*WHAT IS NEEDED*
Skip every line before the one containing "# indicate every instance of the dry", then copy that line and the rest of the entries below exactly, through the last line.

————————

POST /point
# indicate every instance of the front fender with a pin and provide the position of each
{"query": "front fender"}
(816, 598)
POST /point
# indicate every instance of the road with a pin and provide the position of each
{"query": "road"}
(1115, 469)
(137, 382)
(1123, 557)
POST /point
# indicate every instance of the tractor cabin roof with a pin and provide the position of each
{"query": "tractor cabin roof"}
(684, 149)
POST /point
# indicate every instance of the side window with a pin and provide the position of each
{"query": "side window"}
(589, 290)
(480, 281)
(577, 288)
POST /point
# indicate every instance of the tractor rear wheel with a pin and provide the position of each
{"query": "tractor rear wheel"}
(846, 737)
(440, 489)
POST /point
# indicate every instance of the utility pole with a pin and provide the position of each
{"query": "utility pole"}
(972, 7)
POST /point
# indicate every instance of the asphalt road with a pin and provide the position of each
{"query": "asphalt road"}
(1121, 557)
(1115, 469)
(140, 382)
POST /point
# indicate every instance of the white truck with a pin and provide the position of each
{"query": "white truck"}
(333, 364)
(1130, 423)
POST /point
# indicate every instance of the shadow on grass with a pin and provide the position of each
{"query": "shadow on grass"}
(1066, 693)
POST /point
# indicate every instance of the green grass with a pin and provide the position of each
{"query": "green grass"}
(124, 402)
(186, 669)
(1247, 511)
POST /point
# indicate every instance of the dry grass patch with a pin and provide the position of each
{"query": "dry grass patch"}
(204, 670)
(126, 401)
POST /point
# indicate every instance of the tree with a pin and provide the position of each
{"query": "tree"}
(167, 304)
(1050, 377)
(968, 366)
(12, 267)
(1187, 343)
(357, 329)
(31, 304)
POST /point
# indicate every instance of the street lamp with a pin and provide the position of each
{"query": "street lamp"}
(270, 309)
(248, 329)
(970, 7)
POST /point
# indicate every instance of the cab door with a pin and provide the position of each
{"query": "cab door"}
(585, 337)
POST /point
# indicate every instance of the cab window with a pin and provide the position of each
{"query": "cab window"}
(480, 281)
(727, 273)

————————

*RESPONSE AREA*
# indicate every instance of the dry grass patch with a pin and provide the position of each
{"query": "dry grass patch"}
(204, 670)
(126, 401)
POST /point
# indicate every instance of the tree with a pin and provide the position of each
{"query": "tree"}
(167, 304)
(1050, 377)
(968, 366)
(12, 267)
(1187, 343)
(357, 329)
(31, 304)
POST /point
# indicate every instance of the street lamp with a pin and provide the position of each
{"query": "street lamp"}
(270, 309)
(248, 329)
(970, 7)
POST /point
# indicate every instance of the cab door with a pin and provide the position of each
{"query": "cab door"}
(585, 337)
POST /point
# indicate every instance of the cab window with a pin and provide the position of each
{"query": "cab window"}
(480, 281)
(727, 273)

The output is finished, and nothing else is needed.